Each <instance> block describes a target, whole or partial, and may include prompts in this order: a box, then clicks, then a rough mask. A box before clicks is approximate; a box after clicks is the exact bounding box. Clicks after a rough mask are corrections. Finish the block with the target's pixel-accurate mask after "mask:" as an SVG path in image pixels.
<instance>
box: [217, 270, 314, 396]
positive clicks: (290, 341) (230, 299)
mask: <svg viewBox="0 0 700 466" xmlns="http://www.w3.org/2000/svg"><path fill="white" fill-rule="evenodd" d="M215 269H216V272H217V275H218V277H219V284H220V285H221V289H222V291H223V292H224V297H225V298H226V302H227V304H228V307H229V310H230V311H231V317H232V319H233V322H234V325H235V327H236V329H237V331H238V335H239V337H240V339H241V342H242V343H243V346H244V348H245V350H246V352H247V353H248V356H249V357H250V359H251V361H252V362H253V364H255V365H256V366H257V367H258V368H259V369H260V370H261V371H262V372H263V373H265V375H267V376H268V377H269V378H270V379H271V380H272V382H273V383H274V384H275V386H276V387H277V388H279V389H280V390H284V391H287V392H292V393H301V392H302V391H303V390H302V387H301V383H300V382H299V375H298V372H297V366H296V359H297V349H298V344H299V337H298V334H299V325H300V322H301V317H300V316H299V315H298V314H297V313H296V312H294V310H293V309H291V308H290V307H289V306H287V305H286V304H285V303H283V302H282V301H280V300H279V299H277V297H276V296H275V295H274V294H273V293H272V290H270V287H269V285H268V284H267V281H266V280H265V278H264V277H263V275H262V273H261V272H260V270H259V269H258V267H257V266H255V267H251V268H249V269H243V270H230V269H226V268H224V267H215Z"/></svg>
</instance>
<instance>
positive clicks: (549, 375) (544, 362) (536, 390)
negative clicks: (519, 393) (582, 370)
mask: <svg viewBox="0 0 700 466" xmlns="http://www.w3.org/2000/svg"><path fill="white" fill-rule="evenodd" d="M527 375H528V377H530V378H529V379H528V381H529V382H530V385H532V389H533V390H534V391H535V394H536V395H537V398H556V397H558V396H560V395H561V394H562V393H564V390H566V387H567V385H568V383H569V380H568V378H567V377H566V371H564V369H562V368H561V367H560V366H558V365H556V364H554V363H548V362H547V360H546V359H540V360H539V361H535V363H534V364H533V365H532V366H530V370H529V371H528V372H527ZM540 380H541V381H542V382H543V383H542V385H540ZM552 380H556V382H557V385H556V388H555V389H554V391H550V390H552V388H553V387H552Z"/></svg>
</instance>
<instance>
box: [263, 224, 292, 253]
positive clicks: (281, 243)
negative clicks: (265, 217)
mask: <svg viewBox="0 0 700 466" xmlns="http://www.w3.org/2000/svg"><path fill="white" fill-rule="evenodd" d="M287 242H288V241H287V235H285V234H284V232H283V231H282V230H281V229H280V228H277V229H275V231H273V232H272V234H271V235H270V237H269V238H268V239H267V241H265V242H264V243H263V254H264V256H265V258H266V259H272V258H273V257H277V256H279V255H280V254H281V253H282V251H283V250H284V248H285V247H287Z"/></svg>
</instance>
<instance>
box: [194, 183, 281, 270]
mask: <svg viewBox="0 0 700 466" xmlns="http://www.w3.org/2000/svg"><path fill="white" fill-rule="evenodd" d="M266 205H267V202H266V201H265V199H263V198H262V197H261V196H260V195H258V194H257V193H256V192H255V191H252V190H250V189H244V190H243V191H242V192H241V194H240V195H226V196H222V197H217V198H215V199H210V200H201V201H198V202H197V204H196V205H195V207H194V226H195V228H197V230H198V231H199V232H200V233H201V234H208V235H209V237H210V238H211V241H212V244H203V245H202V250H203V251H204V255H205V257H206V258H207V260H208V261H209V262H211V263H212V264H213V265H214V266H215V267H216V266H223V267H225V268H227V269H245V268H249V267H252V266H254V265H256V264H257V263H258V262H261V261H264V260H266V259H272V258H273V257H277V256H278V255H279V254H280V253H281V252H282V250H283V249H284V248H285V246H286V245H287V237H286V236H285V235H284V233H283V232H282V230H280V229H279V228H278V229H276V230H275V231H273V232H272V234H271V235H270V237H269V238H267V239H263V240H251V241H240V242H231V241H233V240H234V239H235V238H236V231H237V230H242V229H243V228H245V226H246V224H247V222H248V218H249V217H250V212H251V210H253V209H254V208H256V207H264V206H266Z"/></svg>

.....

▶ [Job item]: Rewrite the records with every "positive clicks" changed to "foreground clicks". Leave everything else the same.

▶ [Solution to the exercise]:
Each <instance> block describes a target, whole or partial, and may include prompts in this order: a box, then clicks, then a rough mask. A box before clicks is approximate; a box after clicks is the exact bounding box. Clicks after a rough mask are corrections. Finish the block with the target's pixel-accurate mask after "mask:" as an SVG path in image pixels.
<instance>
box: [217, 270, 314, 396]
foreground clicks: (290, 341) (230, 299)
mask: <svg viewBox="0 0 700 466" xmlns="http://www.w3.org/2000/svg"><path fill="white" fill-rule="evenodd" d="M215 269H216V272H217V275H218V277H219V284H220V285H221V289H222V291H223V292H224V297H225V298H226V302H227V304H228V307H229V310H230V311H231V317H232V319H233V322H234V325H235V327H236V329H237V331H238V335H239V337H240V339H241V342H242V343H243V346H244V348H245V350H246V352H247V353H248V356H249V357H250V359H251V361H252V362H253V364H255V365H256V366H257V367H258V368H259V369H260V370H261V371H262V372H263V373H265V375H267V376H268V377H269V378H270V379H271V380H272V382H273V383H274V384H275V386H276V387H277V388H279V389H280V390H284V391H287V392H292V393H301V392H302V391H303V390H302V387H301V383H300V382H299V375H298V372H297V366H296V359H297V349H298V344H299V337H298V334H299V325H300V322H301V317H300V316H299V315H298V314H297V313H296V312H294V310H293V309H291V308H290V307H289V306H287V305H286V304H285V303H283V302H282V301H280V300H279V299H277V297H276V296H275V295H274V294H273V293H272V290H270V287H269V285H268V284H267V281H266V280H265V278H264V277H263V275H262V273H261V272H260V270H259V269H258V267H257V266H255V267H251V268H249V269H243V270H230V269H226V268H224V267H215Z"/></svg>
</instance>
<instance>
foreground clicks: (549, 375) (544, 362) (536, 390)
negative clicks: (519, 393) (582, 370)
mask: <svg viewBox="0 0 700 466" xmlns="http://www.w3.org/2000/svg"><path fill="white" fill-rule="evenodd" d="M527 375H528V377H530V378H529V379H528V381H529V382H530V385H532V389H533V390H534V391H535V394H536V395H537V398H556V397H558V396H560V395H561V394H562V393H564V390H566V387H567V385H568V383H569V380H568V378H567V377H566V371H564V369H562V368H561V367H560V366H558V365H556V364H554V363H548V362H547V360H546V359H540V360H539V361H535V363H534V364H533V365H532V366H530V370H529V371H528V372H527ZM540 380H541V381H542V382H543V383H542V385H540ZM552 380H556V382H557V385H556V388H555V389H554V391H550V390H552V388H553V387H552Z"/></svg>
</instance>
<instance>
box: [263, 224, 292, 253]
foreground clicks: (281, 243)
negative clicks: (265, 217)
mask: <svg viewBox="0 0 700 466" xmlns="http://www.w3.org/2000/svg"><path fill="white" fill-rule="evenodd" d="M287 242H288V241H287V235H285V234H284V232H283V231H282V230H281V229H280V228H277V229H275V231H273V232H272V234H271V235H270V237H269V238H268V239H267V241H265V242H264V243H263V254H264V256H265V258H266V259H272V258H273V257H277V256H279V255H280V254H281V253H282V251H283V250H284V248H285V247H287Z"/></svg>
</instance>
<instance>
box: [194, 183, 281, 270]
mask: <svg viewBox="0 0 700 466" xmlns="http://www.w3.org/2000/svg"><path fill="white" fill-rule="evenodd" d="M266 205H267V202H266V201H265V199H263V198H262V197H261V196H260V195H258V194H257V193H256V192H255V191H252V190H250V189H244V190H243V191H242V192H241V194H240V195H226V196H222V197H217V198H215V199H210V200H201V201H198V202H197V204H196V205H195V207H194V226H195V228H197V230H198V231H199V232H200V233H201V234H208V235H209V237H210V238H211V241H212V244H203V245H202V250H203V251H204V255H205V257H206V258H207V260H208V261H209V262H211V263H212V264H213V265H214V266H215V267H216V266H223V267H225V268H227V269H245V268H249V267H252V266H254V265H256V264H257V263H258V262H261V261H264V260H266V259H272V258H273V257H277V256H278V255H279V254H280V253H281V252H282V250H283V249H284V248H285V246H286V245H287V237H286V236H285V235H284V233H283V232H282V230H280V229H279V228H278V229H276V230H275V231H273V232H272V234H271V235H270V237H269V238H267V239H263V240H251V241H240V242H231V241H233V240H234V239H235V238H236V231H237V230H242V229H243V228H245V226H246V224H247V222H248V218H249V217H250V212H251V210H253V209H254V208H256V207H264V206H266Z"/></svg>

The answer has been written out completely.